==== EXTRACT PROVIDED
While everyone knows that the sophisticated internet has changed the way companies interact with customers, not everyone has figured out how companies should
be interacting with those customers.
In social media, engagement is the goal: retweets, likes, shares, comments, views, trending hashtags, etcetera, etcetera. Engagements are actually pretty easy to get, but they may not amount to much. Because in digital marketing, the holy grail is conversions: that’s someone’s online activity turns into a purchase.
Of these two goals, one means absolutely everything and the other means nothing. Guess which is which.
Too many brands are chasing engagements at the expense of conversions. Mismanaged brands are sacrificing their customers’ goodwill on the altar of virtue-signaling in an attempt to placate the impossible-to-please social justice warriors convinced that they are, in fact, God.
There are myriad examples. The NFL has tolerated insipid protests at the expense of their ratings. Playboy and Sports Illustrated gave their shrinking customer bases a transgender playmate and plus-size swimsuit models no one asked for. Doctor Who started giving sermons that 91 percent of critics love but 79 percent of their fans hate. Gillette gave us a condescending, finger-wagging video and their competitors a bunch of new clients. Brand ambassadors for Star Wars decided to attack the evil beta-males who buy Star Wars stuff, and now they don’t buy Star Wars stuff.
========
_STATED EXERCISE A_
Summarize the article on engagements and conversions in two sentences.
_STATED EXERCISE B_
Quote the stretch of the article on engagements and conversions from "Too many brands" through "in fact, God.".
==== SUPPLIED DATA
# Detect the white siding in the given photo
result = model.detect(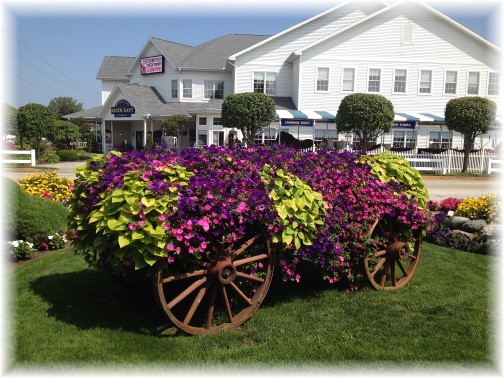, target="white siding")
[298,8,499,114]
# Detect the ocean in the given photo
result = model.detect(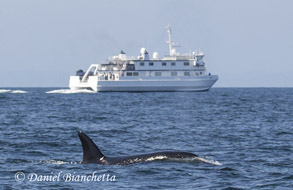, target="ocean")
[0,88,293,189]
========
_EXERCISE OUTPUT A_
In social media, engagements such as retweets, likes, shares, and comments are easy to get but may not amount to much, whereas in digital marketing the holy grail is conversions, when someone's online activity turns into a purchase. According to the article, too many brands chase engagements at the expense of conversions, and it gives the NFL, Playboy, Sports Illustrated, Doctor Who, Gillette, and Star Wars as examples.

_EXERCISE OUTPUT B_
Too many brands are chasing engagements at the expense of conversions. Mismanaged brands are sacrificing their customers’ goodwill on the altar of virtue-signaling in an attempt to placate the impossible-to-please social justice warriors convinced that they are, in fact, God.